▸ **LISTED ENTRIES**:
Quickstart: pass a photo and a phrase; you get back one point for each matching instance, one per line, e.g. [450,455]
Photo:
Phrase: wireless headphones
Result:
==
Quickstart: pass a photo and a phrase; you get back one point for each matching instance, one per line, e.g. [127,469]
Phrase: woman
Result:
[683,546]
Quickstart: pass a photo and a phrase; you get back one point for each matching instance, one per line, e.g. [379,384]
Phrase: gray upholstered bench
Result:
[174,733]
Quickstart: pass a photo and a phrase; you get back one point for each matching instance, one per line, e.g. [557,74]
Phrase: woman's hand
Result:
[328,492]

▸ **GIVEN PROBLEM**: Count the lines of the records above that contain the string "Quickstart", treating uppercase and lowercase letters as different, and reply with the number alone.

▸ **TASK OUTPUT**: 4